--- Exercise instructions ---
1 - According to the dryer venting text, in which directions can a dryer be vented?
2 - In the dryer venting text, rewrite the passage starting at "When necessary, a" and ending at "needs to go.", substituting "exhaust opening" for "termination".
3 - Decide whether each statement agrees with the dryer venting text: (a) most apartment complexes have a laundromat or laundry room on site; (b) venting a dryer upward follows the same rules as venting sideways; (c) dryers are designed with only one venting option. For each, answer yes or no and quote the deciding words.

--- Quoted text ---
Clothes dryers are pretty much a standard commodity in most of today’s homes. If you don’t have direct access to a dryer in your home, you likely have access to one in a laundromat. If you live in an apartment, most complexes have a laundromat or laundry room on site. With all the dryers in the world, there are many different ways to vent them based on your situation.
When necessary, a dryer vent pipe can go up and vent vertically. Dryers are designed with multiple options for venting because venting dryers isn’t one-size-fits-all. If the situation calls for it, then you can vent your dryer up, down, or sideways depending on where the termination needs to go.
Venting a dryer upward has different rules and stipulations than venting sideways or down. There are many things to remember when it comes to dryer venting to maximize safety and effectiveness. To find out more about how to properly vent your dryer, keep reading.
How High Can a Dryer Vent Go Up?

Records of labeled points
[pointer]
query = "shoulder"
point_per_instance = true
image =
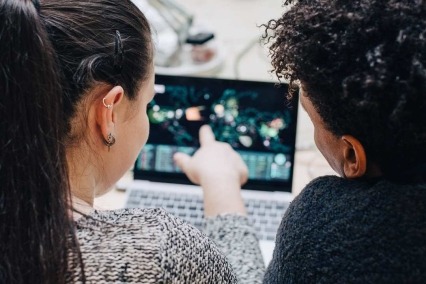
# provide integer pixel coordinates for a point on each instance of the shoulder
(147, 245)
(337, 227)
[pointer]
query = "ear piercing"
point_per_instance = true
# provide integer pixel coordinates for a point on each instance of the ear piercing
(109, 141)
(106, 105)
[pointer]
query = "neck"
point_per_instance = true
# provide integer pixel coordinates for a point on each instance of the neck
(82, 176)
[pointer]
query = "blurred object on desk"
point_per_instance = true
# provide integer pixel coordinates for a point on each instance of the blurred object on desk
(181, 48)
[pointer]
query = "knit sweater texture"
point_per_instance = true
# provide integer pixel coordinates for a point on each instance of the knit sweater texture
(152, 246)
(350, 231)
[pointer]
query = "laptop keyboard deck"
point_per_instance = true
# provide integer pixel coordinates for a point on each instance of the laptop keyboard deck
(265, 215)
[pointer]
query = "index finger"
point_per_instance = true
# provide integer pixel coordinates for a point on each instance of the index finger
(206, 135)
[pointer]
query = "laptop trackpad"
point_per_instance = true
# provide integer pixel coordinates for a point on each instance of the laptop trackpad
(267, 249)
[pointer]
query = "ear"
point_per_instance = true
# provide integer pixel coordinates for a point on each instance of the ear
(105, 110)
(354, 157)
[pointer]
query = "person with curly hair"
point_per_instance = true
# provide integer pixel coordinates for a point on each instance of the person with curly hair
(361, 68)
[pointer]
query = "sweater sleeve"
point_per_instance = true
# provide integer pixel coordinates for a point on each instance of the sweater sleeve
(236, 238)
(188, 256)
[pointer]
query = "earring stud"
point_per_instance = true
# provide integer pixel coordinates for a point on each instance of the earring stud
(108, 106)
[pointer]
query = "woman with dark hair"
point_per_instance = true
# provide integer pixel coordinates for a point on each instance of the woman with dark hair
(79, 137)
(34, 196)
(361, 66)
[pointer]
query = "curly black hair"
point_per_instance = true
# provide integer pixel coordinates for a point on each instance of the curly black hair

--- Task solutions ---
1 - Up, down, or sideways, depending on where the termination needs to go.

2 -
When necessary, a dryer vent pipe can go up and vent vertically. Dryers are designed with multiple options for venting because venting dryers isn’t one-size-fits-all. If the situation calls for it, then you can vent your dryer up, down, or sideways depending on where the exhaust opening needs to go.

3 -
(a) Yes: "If you live in an apartment, most complexes have a laundromat or laundry room on site."
(b) No: "Venting a dryer upward has different rules and stipulations than venting sideways or down."
(c) No: "Dryers are designed with multiple options for venting because venting dryers isn’t one-size-fits-all."